Natural language region descriptions

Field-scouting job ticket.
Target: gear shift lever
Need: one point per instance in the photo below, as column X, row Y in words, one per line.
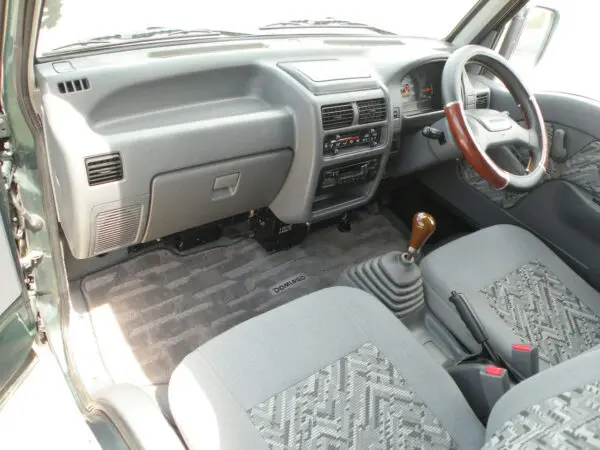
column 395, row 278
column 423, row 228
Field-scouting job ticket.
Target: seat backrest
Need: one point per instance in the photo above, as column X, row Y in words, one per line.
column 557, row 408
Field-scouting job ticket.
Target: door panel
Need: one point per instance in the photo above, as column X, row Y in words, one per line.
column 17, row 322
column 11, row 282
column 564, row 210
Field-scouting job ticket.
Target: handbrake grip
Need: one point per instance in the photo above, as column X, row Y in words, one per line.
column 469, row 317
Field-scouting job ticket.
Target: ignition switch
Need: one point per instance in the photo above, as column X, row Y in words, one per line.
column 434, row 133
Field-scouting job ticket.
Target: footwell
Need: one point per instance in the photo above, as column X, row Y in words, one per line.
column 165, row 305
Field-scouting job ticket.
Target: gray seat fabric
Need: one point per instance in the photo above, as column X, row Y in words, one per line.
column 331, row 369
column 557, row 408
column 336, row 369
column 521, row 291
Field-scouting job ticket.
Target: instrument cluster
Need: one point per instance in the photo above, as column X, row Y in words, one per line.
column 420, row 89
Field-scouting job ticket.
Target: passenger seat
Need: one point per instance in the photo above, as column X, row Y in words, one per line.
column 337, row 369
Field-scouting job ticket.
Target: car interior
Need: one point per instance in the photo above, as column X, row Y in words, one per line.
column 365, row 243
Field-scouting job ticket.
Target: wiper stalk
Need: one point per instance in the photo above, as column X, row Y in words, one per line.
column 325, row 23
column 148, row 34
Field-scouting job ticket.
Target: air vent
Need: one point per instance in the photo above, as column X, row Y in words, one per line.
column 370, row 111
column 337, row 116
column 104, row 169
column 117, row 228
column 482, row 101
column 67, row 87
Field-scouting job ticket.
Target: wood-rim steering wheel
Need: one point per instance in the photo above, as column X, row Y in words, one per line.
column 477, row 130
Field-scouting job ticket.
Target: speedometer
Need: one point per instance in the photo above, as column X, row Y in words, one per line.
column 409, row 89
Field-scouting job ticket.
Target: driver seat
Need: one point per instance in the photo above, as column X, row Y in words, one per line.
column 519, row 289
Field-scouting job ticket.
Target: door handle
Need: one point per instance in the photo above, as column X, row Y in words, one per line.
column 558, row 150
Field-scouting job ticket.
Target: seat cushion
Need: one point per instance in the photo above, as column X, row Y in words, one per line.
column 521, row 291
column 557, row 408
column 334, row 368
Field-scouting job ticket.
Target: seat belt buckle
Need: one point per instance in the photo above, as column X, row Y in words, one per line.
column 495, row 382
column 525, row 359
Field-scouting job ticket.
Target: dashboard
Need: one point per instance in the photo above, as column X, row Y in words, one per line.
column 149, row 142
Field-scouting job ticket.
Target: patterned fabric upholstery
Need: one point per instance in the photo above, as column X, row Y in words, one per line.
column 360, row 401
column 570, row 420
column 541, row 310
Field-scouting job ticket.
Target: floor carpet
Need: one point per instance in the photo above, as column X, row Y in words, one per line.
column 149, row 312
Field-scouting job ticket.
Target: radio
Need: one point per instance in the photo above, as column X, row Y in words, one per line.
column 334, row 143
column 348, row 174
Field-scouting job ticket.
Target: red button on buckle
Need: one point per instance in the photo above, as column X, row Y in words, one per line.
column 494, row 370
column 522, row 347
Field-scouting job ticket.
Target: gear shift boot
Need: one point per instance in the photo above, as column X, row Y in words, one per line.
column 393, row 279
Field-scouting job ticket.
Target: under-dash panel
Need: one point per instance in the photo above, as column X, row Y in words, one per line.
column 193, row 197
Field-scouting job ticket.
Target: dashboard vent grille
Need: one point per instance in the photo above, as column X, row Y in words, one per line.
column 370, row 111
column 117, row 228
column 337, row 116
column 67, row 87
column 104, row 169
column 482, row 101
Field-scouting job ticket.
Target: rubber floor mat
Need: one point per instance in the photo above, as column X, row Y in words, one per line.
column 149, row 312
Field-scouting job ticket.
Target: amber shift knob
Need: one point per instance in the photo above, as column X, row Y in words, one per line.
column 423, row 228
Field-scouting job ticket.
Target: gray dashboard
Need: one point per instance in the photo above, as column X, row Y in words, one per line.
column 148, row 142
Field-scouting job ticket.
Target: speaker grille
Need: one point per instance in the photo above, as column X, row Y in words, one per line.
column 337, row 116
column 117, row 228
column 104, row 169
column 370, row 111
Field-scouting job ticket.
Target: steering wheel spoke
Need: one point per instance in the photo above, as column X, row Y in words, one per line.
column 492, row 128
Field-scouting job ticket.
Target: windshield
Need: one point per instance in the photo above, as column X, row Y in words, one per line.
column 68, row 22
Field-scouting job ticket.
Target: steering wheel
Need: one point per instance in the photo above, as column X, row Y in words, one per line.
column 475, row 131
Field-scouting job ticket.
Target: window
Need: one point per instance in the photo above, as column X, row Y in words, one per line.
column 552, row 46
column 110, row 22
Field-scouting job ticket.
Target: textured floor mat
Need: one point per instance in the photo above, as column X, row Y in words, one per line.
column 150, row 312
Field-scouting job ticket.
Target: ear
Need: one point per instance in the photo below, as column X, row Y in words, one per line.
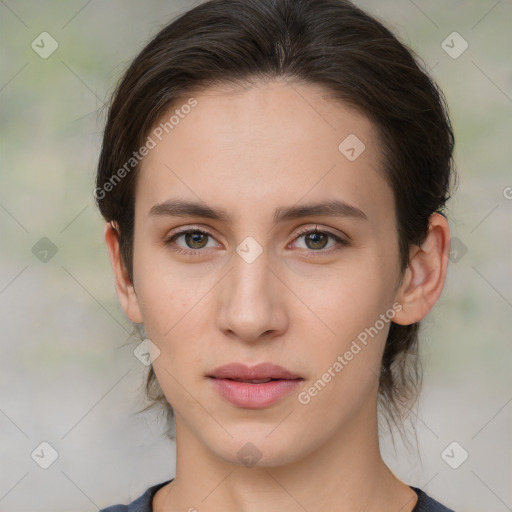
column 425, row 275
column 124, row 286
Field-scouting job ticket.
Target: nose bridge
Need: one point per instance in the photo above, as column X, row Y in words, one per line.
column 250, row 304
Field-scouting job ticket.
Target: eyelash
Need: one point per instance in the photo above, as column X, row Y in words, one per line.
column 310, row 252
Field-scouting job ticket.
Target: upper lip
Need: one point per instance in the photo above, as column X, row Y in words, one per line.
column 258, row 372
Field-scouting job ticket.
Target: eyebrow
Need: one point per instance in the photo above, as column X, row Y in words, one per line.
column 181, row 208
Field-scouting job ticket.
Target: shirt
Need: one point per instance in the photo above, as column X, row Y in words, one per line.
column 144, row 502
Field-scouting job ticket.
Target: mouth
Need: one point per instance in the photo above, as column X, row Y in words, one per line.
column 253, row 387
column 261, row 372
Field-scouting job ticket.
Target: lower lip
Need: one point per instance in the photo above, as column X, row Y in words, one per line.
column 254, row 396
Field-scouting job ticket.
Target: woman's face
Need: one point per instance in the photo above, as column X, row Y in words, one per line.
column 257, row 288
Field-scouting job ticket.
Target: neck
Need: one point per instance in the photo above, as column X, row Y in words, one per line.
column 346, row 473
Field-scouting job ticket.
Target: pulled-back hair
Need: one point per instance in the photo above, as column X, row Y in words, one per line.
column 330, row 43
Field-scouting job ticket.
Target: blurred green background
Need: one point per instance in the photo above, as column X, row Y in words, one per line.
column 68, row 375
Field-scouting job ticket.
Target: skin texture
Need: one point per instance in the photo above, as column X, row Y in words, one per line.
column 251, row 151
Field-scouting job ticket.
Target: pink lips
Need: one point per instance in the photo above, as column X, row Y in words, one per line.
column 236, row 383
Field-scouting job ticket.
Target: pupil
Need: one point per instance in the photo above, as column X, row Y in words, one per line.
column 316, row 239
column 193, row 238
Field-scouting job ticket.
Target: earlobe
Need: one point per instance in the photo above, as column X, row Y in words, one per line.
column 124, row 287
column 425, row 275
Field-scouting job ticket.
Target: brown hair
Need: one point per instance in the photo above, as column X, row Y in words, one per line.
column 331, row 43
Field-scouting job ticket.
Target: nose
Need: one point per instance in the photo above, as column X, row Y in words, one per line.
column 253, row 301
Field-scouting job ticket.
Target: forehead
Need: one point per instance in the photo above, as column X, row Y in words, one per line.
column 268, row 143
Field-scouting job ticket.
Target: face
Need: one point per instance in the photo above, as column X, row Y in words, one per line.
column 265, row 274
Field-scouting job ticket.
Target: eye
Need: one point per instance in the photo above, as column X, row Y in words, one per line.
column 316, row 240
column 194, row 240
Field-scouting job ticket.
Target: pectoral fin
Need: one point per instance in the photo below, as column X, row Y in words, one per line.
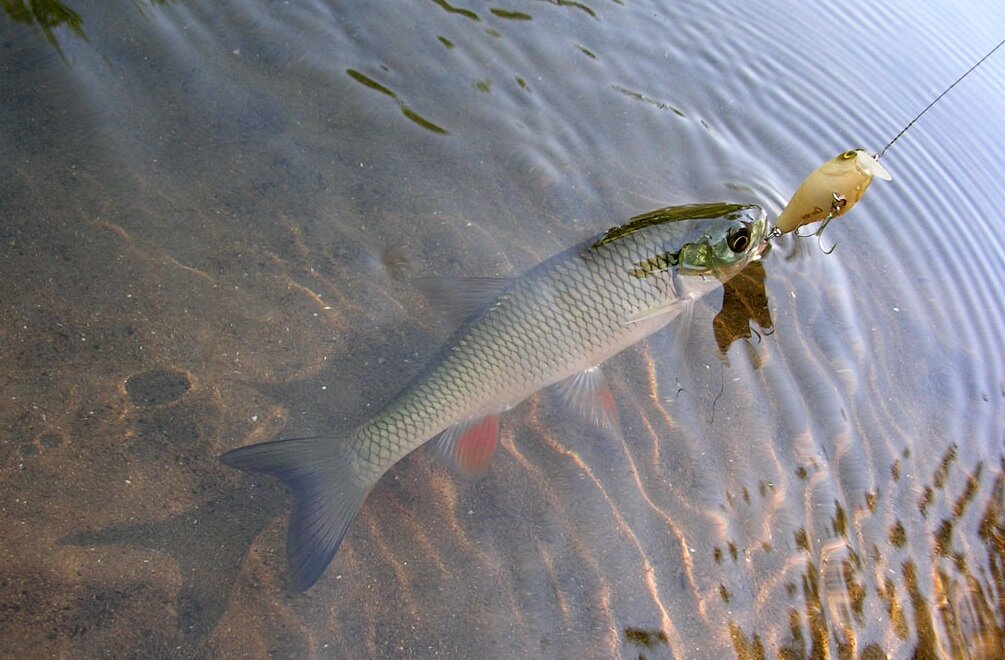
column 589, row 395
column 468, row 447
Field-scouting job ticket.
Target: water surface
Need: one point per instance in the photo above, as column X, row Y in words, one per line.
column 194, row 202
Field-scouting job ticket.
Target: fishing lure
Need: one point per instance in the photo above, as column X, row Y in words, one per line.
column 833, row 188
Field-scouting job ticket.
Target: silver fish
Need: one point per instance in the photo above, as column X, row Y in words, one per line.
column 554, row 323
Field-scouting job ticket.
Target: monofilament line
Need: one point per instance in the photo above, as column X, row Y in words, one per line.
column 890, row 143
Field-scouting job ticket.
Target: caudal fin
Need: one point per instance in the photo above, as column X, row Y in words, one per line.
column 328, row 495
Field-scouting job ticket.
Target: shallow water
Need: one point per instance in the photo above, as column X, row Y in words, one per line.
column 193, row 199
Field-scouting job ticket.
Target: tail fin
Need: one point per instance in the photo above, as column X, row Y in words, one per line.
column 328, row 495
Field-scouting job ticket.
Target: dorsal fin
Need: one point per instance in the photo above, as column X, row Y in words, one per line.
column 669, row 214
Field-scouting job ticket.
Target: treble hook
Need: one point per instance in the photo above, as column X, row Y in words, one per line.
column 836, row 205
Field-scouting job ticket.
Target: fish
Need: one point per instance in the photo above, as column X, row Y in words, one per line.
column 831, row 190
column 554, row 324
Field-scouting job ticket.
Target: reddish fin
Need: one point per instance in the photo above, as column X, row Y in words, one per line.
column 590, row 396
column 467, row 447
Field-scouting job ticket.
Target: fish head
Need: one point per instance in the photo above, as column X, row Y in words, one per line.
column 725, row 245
--
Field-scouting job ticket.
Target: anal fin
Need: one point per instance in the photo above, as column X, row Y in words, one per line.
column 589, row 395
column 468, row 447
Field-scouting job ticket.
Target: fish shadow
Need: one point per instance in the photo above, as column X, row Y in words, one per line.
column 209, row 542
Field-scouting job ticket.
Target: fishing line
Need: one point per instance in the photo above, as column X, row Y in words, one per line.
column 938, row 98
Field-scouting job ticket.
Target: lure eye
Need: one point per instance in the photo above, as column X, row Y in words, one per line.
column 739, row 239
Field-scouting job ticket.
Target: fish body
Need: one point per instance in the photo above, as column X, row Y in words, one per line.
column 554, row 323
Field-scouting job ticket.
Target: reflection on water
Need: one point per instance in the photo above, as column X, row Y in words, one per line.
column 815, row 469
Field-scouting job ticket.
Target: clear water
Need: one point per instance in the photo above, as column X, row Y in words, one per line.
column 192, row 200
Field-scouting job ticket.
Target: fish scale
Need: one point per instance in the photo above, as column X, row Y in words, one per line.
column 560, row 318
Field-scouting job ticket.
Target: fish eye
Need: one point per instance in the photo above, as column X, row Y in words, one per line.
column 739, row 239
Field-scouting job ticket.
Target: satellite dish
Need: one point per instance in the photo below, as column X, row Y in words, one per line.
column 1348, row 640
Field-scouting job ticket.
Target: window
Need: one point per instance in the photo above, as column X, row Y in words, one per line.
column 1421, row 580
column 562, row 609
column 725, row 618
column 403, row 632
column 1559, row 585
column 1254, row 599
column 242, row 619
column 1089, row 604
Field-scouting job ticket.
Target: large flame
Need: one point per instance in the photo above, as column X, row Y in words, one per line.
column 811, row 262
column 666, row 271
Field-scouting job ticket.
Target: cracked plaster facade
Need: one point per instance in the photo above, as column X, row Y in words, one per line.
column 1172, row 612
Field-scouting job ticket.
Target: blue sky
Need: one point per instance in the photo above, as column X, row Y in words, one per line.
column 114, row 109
* * *
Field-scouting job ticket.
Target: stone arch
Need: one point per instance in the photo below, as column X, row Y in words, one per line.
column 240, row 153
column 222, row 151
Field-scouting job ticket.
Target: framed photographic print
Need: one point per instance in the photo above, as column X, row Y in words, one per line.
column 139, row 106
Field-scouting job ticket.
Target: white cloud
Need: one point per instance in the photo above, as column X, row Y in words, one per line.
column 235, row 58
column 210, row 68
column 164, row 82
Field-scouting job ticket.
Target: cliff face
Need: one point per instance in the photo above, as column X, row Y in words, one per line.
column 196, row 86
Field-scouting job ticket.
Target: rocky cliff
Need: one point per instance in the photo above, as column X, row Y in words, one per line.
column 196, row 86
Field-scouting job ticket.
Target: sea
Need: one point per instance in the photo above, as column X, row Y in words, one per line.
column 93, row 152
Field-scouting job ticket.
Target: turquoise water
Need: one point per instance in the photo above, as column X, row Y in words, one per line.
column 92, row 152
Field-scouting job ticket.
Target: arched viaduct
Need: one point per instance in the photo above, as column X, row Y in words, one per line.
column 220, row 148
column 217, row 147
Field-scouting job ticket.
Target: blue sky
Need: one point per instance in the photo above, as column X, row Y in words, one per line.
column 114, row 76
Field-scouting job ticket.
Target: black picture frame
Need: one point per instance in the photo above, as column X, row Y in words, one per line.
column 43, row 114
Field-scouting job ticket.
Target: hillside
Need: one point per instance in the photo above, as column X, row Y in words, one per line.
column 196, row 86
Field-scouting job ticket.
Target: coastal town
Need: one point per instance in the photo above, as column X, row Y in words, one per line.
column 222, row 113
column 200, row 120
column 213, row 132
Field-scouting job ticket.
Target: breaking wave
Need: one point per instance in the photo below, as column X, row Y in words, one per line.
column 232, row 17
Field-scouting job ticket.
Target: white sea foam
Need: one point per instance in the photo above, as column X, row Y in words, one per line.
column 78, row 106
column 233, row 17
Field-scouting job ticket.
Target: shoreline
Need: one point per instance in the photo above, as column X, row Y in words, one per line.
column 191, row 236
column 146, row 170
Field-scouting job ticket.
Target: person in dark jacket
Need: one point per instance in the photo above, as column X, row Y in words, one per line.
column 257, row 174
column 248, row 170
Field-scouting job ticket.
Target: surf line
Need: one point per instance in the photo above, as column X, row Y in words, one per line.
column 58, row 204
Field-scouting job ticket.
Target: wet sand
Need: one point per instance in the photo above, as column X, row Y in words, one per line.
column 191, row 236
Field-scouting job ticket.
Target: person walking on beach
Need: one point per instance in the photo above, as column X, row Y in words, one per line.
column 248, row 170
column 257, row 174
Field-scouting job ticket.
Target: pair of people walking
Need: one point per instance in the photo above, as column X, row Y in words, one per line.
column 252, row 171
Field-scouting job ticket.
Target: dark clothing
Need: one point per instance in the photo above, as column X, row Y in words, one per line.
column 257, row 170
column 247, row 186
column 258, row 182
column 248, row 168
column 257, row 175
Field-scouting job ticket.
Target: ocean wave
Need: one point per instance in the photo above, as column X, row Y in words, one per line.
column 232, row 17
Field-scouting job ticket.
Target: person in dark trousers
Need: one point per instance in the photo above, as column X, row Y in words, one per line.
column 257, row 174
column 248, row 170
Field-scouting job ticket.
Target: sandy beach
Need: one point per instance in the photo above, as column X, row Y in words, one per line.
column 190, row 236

_Task instructions_. Copy, exactly and only, the lines above that begin with the one containing "Target: wiper stalk" and finish with the one containing "Target: air vent".

_Task response_.
Target: wiper stalk
Need: one point per instance in the photo above, as column X, row Y in words, one per line.
column 325, row 23
column 148, row 34
Field-scouting job ticket.
Target: air vent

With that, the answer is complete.